**What to do:** Copy out every one of the following entries word for word, changing nothing.

----------------

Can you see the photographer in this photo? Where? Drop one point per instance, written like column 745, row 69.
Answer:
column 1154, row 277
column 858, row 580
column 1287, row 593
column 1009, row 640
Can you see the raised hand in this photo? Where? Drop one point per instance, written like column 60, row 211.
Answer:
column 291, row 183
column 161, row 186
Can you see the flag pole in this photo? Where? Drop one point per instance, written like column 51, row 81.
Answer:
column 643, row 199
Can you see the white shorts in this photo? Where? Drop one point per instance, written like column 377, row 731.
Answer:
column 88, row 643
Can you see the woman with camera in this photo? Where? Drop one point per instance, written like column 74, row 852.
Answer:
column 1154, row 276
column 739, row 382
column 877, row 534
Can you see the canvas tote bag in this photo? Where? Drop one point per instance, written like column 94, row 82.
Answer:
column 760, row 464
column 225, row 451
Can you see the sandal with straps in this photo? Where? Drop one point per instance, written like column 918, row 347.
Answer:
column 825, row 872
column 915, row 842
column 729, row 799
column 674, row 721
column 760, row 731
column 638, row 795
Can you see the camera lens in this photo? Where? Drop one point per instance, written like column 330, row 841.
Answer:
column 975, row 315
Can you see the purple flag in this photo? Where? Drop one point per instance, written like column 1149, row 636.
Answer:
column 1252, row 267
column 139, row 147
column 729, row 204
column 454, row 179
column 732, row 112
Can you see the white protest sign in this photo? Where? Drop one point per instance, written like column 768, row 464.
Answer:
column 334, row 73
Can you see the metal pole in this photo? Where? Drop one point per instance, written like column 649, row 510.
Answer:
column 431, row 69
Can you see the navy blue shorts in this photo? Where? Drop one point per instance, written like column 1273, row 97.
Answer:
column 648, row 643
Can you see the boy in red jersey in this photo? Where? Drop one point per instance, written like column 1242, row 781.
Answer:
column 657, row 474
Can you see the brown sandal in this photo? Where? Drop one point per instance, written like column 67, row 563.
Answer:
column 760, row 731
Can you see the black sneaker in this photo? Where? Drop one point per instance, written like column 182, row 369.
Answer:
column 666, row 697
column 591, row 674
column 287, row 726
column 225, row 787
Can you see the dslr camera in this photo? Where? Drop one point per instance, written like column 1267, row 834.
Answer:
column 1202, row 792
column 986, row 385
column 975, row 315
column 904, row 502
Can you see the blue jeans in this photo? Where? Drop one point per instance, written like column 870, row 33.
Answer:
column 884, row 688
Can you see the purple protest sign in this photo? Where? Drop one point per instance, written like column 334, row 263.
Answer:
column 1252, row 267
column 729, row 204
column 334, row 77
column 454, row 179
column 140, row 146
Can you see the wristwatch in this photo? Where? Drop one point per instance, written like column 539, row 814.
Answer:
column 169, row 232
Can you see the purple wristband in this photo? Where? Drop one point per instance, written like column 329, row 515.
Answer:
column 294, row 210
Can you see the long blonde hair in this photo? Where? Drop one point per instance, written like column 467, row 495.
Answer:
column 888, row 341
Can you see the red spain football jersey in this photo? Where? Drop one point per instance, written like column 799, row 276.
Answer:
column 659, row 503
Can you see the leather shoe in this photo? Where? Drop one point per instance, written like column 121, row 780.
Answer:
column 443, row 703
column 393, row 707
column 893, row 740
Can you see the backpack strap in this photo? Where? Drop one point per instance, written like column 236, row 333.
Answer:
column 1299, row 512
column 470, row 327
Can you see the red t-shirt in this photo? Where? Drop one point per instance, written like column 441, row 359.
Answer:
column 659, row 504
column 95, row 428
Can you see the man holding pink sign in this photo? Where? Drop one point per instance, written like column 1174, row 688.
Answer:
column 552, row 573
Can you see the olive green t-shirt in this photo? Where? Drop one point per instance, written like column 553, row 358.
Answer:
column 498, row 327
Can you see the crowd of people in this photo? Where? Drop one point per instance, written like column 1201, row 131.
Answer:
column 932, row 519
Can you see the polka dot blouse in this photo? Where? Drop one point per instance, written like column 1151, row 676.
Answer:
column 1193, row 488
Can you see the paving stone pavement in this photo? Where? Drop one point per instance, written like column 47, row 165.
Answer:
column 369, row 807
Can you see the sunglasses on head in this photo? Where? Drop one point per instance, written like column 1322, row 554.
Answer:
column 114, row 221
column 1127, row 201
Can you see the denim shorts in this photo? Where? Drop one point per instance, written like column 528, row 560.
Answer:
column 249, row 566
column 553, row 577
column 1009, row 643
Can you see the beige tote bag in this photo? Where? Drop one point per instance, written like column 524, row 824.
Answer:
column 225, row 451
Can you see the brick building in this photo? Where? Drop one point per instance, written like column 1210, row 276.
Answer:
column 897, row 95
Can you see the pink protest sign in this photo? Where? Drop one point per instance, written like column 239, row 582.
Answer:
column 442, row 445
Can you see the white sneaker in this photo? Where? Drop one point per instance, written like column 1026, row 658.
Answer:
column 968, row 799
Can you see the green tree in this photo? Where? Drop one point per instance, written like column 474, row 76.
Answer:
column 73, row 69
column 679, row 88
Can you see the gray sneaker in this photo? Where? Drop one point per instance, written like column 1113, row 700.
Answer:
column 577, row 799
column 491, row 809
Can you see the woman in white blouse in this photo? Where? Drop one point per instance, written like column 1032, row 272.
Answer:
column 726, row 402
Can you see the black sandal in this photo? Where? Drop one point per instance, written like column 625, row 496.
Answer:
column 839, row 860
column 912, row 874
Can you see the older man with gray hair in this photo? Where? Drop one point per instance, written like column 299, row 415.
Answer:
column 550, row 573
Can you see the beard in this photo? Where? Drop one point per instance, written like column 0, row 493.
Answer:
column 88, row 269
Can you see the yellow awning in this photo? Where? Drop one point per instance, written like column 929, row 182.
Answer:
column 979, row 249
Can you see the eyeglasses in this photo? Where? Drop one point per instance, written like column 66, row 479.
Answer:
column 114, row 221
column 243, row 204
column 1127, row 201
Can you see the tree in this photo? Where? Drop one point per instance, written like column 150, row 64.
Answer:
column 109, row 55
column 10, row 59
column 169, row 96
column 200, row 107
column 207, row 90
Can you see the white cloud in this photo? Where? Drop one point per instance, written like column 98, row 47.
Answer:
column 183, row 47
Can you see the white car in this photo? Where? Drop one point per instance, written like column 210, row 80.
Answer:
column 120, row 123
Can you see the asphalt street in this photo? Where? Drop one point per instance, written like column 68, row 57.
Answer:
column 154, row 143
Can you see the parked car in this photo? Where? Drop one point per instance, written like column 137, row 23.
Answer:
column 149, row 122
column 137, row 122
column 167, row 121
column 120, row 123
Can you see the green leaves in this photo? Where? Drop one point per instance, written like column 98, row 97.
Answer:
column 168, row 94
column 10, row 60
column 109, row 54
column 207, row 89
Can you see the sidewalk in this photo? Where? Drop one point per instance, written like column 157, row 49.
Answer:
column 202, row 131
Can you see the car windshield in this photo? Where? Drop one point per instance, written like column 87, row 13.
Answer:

----------------

**Exercise output:**
Can you see the photographer in this photo? Where? Drop one point per instance, written like column 745, row 69.
Answer:
column 1154, row 277
column 858, row 580
column 1287, row 593
column 1009, row 640
Can you see the raised hand in this photo? Where? Drop one point per instance, written like column 60, row 211.
Answer:
column 291, row 183
column 161, row 186
Can you see the flag pole in this photo? Where? Drop one point per instance, written like column 51, row 81.
Answer:
column 643, row 199
Can you see the white shorts in this photo? Where? Drop one point per instance, written like column 377, row 731.
Answer:
column 88, row 643
Can you see the woman with camera in this photo? Where? Drop one point per instance, written like column 74, row 852.
Answer:
column 1154, row 276
column 739, row 382
column 877, row 534
Can you see the canvas tote bag in this photo? Where? Drop one point per instance, written like column 94, row 82.
Answer:
column 760, row 464
column 225, row 451
Can you see the sandal with straps in this photo? Where? Drop one point per instance, written like column 918, row 347.
Answer:
column 825, row 872
column 915, row 842
column 729, row 799
column 674, row 721
column 760, row 731
column 638, row 795
Can you see the camera lens in this photo? Where? Drop one point per instance, written like column 330, row 841.
Answer:
column 975, row 315
Can you see the purple flag in this photo? Where? Drop one point per instance, written like column 1149, row 636.
Answer:
column 1252, row 267
column 139, row 147
column 729, row 204
column 454, row 179
column 732, row 112
Can you see the white protest sign in this photo? Where? Drop one point per instance, written like column 768, row 464.
Answer:
column 334, row 73
Can you see the metal pole in this photo? Where? Drop one point per instance, written like column 649, row 510.
Answer:
column 431, row 69
Can you see the navy blue shorts in this photo? Where? Drop one point per instance, written like column 1273, row 97.
Answer:
column 648, row 643
Can you see the boy in red jersey in this photo? Where? Drop one point per instance, written like column 1242, row 781.
Answer:
column 657, row 474
Can you see the brown sandal in this photo? Where? Drop one point per instance, written like column 67, row 563.
Answer:
column 760, row 731
Can you see the black sneaker in this photo? Where? Drop one point per instance, written like column 182, row 369.
Answer:
column 666, row 697
column 591, row 674
column 287, row 726
column 225, row 787
Can you see the dslr camera in this photo? Where? Drop one point per instance, written like column 1267, row 834.
Answer:
column 1202, row 792
column 986, row 385
column 975, row 315
column 904, row 502
Can you see the blue jeans in this photo? Where? Drop one point per instance, written like column 870, row 33.
Answer:
column 884, row 688
Can you see the purple protest sign in this photo? Where? Drop one point per instance, written like column 334, row 263.
Answer:
column 1252, row 267
column 729, row 204
column 334, row 77
column 454, row 179
column 140, row 146
Can you see the wristwatch in this photo? Where? Drop one point per instance, written like column 539, row 814.
Answer:
column 169, row 232
Can you see the purple wristband in this photo? Where? Drop one point per instance, written like column 329, row 515.
Answer:
column 294, row 210
Can you see the long blonde hair in this photo? Where? Drop one point per instance, written like column 467, row 495.
Answer:
column 888, row 341
Can you see the red spain football jersey in this photo? Where? Drop one point per instance, written like column 799, row 276.
Answer:
column 659, row 503
Can you see the leather shoe in this photo? Where? Drop one point per instance, written like column 121, row 780.
Answer:
column 443, row 703
column 393, row 707
column 893, row 740
Can you see the backpack strap in this photo? Where? Drop one point per instance, written like column 236, row 333.
Answer:
column 1299, row 512
column 470, row 327
Can you see the red t-shirt in this photo? Where? Drop one point per instance, written like column 441, row 359.
Answer:
column 659, row 504
column 95, row 428
Can you see the man holding pink sign in this photo? Where? Drop one point per instance, written like column 1174, row 688.
Answer:
column 552, row 573
Can you see the olive green t-shirt in this photo? Where? Drop one point per instance, written like column 553, row 358.
Answer:
column 498, row 327
Can you see the crowd of people in this photo? Where? Drop one point per instance, written like column 1201, row 131.
Answer:
column 932, row 519
Can you see the polka dot blouse in this photo? Where? Drop one point per instance, written like column 1151, row 676.
Answer:
column 1193, row 488
Can you see the paving stone pavement in this photo? Where? Drop one point per instance, written like column 47, row 165.
Answer:
column 369, row 807
Can you see the sunglasses on head in this photo? Where? Drop one point per instance, written like column 1322, row 554.
Answer:
column 114, row 221
column 1127, row 201
Can you see the denim shorts in this photo? Where? Drop one point per instance, written like column 528, row 560.
Answer:
column 249, row 566
column 553, row 577
column 1009, row 643
Can you see the beige tote bag in this photo? Where? Drop one point per instance, written like column 524, row 824.
Answer:
column 225, row 451
Can you see the brick building in this photo? Where? Drop one point per instance, written like column 1210, row 276.
Answer:
column 897, row 95
Can you see the pink protest sign in this photo? Where? Drop one point per instance, written like column 239, row 582.
Answer:
column 442, row 445
Can you see the white sneaker in this photo? Where? Drop one point per instance, written like column 1026, row 658.
Answer:
column 968, row 799
Can you see the green tree in this photo? Where? Drop one point per instance, written like column 474, row 76.
Answer:
column 73, row 69
column 679, row 88
Can you see the gray sneaker in this photo? Where? Drop one point per instance, written like column 1113, row 700.
Answer:
column 577, row 799
column 491, row 809
Can you see the woman in white blouse in this photo? Where? Drop one point per instance, written like column 1032, row 272.
Answer:
column 726, row 402
Can you see the black sandal in this photo? Where? Drop one point per instance, written like column 625, row 496.
Answer:
column 839, row 860
column 912, row 874
Can you see the older man with gray hair in this photo? Where? Drop one point per instance, written like column 299, row 415.
Answer:
column 550, row 573
Can you see the beard in this photo? Where? Drop one point per instance, written like column 0, row 493.
Answer:
column 88, row 269
Can you see the yellow awning in this photo? Where? Drop one point per instance, written like column 929, row 182.
Answer:
column 979, row 249
Can you see the eyeglasses in this photo? Where? Drop one point per instance, written like column 66, row 479.
Answer:
column 114, row 221
column 243, row 204
column 1127, row 201
Can you see the tree in this photo? Where? Drop one point per instance, written like column 150, row 64.
Answer:
column 109, row 55
column 10, row 59
column 169, row 96
column 200, row 107
column 207, row 90
Can you see the white cloud in this photo? Where? Drop one point per instance, written like column 98, row 47.
Answer:
column 183, row 47
Can you see the white car in this photo? Where? Drop one point per instance, written like column 210, row 80.
Answer:
column 120, row 123
Can you see the asphalt street in this photo? Where? Drop one point per instance, written like column 68, row 57.
Answer:
column 154, row 143
Can you see the parked car in this photo? Where? Drop one point per instance, written like column 137, row 23.
Answer:
column 149, row 122
column 137, row 122
column 167, row 121
column 120, row 123
Can you see the green leaves in this photo? Where? Drop one point per instance, written like column 98, row 97.
Answer:
column 168, row 94
column 10, row 60
column 109, row 54
column 207, row 89
Can you see the sidewalk in this photo? Where? Drop one point per instance, written like column 157, row 49.
Answer:
column 202, row 131
Can you see the car windshield in this photo? Where? Drop one point per instance, written like column 87, row 13.
Answer:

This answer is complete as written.